## Required work
Convert the part of the material that opens with the line containing "Where can the white" and closes with the line containing "column 278, row 217", both included, into a Markdown table with the columns No. and Line, one numbered row per line and no rows for blank lines.

## Exercise material
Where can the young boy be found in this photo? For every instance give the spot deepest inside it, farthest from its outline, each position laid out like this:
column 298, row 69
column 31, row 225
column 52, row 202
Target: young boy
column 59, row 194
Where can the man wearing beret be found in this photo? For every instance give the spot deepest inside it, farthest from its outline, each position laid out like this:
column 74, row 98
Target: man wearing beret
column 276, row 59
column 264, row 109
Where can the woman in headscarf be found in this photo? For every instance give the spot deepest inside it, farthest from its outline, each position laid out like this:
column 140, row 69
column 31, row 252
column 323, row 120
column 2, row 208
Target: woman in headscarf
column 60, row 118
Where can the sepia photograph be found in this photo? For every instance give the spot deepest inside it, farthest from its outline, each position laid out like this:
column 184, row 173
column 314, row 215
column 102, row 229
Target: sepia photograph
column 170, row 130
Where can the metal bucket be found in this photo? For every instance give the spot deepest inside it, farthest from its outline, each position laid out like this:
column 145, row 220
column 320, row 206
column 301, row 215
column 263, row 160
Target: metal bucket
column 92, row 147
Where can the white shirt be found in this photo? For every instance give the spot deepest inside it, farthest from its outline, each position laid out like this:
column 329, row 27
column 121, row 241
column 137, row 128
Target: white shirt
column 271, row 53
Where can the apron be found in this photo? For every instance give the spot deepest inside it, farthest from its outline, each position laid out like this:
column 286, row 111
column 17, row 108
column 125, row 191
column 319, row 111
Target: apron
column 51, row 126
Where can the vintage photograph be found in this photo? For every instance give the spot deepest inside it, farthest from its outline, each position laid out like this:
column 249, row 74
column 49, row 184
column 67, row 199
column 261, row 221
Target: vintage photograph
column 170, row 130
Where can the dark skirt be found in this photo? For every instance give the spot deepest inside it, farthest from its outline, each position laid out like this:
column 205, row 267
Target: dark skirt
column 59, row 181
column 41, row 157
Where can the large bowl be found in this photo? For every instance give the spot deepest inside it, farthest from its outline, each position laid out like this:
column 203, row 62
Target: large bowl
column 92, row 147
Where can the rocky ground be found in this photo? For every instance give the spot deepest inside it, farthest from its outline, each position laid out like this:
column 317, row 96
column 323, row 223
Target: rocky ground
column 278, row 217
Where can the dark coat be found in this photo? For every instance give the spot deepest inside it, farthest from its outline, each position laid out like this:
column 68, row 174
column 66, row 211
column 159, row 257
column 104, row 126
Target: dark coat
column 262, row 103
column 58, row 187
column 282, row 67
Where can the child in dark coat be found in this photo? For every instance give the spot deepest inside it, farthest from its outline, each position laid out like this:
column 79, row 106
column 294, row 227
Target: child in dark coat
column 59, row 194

## Completed exercise
| No. | Line |
|---|---|
| 1 | Where can the white shirt be found in this photo? For every instance give the spot deepest inside it, farthest from its outline, each position laid out like this: |
| 2 | column 329, row 27 |
| 3 | column 121, row 241 |
| 4 | column 137, row 128 |
| 5 | Target: white shirt |
| 6 | column 271, row 53 |
| 7 | Where can the apron be found in this photo? For every instance give the spot deepest inside it, farthest from its outline, each position laid out like this: |
| 8 | column 286, row 111 |
| 9 | column 17, row 108 |
| 10 | column 125, row 191 |
| 11 | column 319, row 111 |
| 12 | Target: apron |
| 13 | column 51, row 126 |
| 14 | Where can the vintage photograph be found in this photo? For every instance give the spot deepest inside it, farthest from its outline, each position laid out like this: |
| 15 | column 249, row 74 |
| 16 | column 49, row 184 |
| 17 | column 67, row 199 |
| 18 | column 261, row 221 |
| 19 | Target: vintage photograph |
| 20 | column 170, row 130 |
| 21 | Where can the dark skirt be found in this photo? For every instance give the spot deepest inside it, farthest from its outline, each position laid out like this: |
| 22 | column 205, row 267 |
| 23 | Target: dark skirt |
| 24 | column 59, row 181 |
| 25 | column 41, row 157 |
| 26 | Where can the large bowl be found in this photo? For every instance give the spot deepest inside it, farthest from its outline, each position laid out like this: |
| 27 | column 203, row 62 |
| 28 | Target: large bowl |
| 29 | column 92, row 147 |
| 30 | Where can the rocky ground be found in this photo? For every instance give the spot deepest inside it, farthest from its outline, each position laid out like this: |
| 31 | column 317, row 96 |
| 32 | column 323, row 223 |
| 33 | Target: rocky ground |
| 34 | column 278, row 217 |